Delaware is internationally regarded as the preferred U.S. legal domicile for the majority of public corporations, for multinational enterprises that engage in merger and acquisition activity, and for complex alternative entities. For these entities, Incorporating in this region provides comprehensive and flexible laws and regulations to investors which are valuable and justifiable to the cost of maintaining a Delaware entity even if these entities have no operations in the region.



Delaware is one of the tax havens for business globally. A company that chooses to incorporate in Delaware is choosing to have its internal affairs that is, issues like the interpretation of its certificate of incorporation, or the relationships between its stockholders and directors governed by Delaware law. Incorporating in Delaware means that Delaware’s corporate law will apply, it does not necessarily mean that other laws or regulations will apply, thereby protecting such business.


  1. They have a long history of corporation friendly laws that provide sufficient protection to business entities operating within its jurisdiction.

· · · · · · ·

**Tasks for this exercise**
1 - Condense the paragraph of the passage on Delaware incorporation that begins "Delaware is internationally regarded" into a short list, keeping its main facts.
2 - Output the part of the passage on Delaware incorporation that opens with the words containing "Delaware is internationally" and closes with "in the region.", copied word for word.
Answer using only the passage on Delaware incorporation.

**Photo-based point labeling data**
· · · · · · ·

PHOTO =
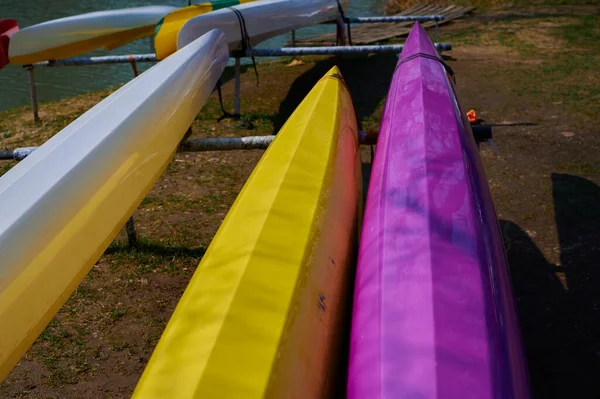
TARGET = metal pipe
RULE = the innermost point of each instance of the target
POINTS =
(110, 59)
(334, 50)
(200, 145)
(340, 31)
(481, 133)
(238, 85)
(399, 18)
(33, 93)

· · · · · · ·

**Task answers**
1 -
- Delaware is internationally regarded as the preferred U.S. legal domicile for most public corporations, for multinational enterprises engaged in mergers and acquisitions, and for complex alternative entities.
- Incorporating there gives investors comprehensive and flexible laws and regulations.
- These laws are considered valuable enough to justify the cost of maintaining a Delaware entity, even for entities with no operations in the state.

2 -
Delaware is internationally regarded as the preferred U.S. legal domicile for the majority of public corporations, for multinational enterprises that engage in merger and acquisition activity, and for complex alternative entities. For these entities, Incorporating in this region provides comprehensive and flexible laws and regulations to investors which are valuable and justifiable to the cost of maintaining a Delaware entity even if these entities have no operations in the region.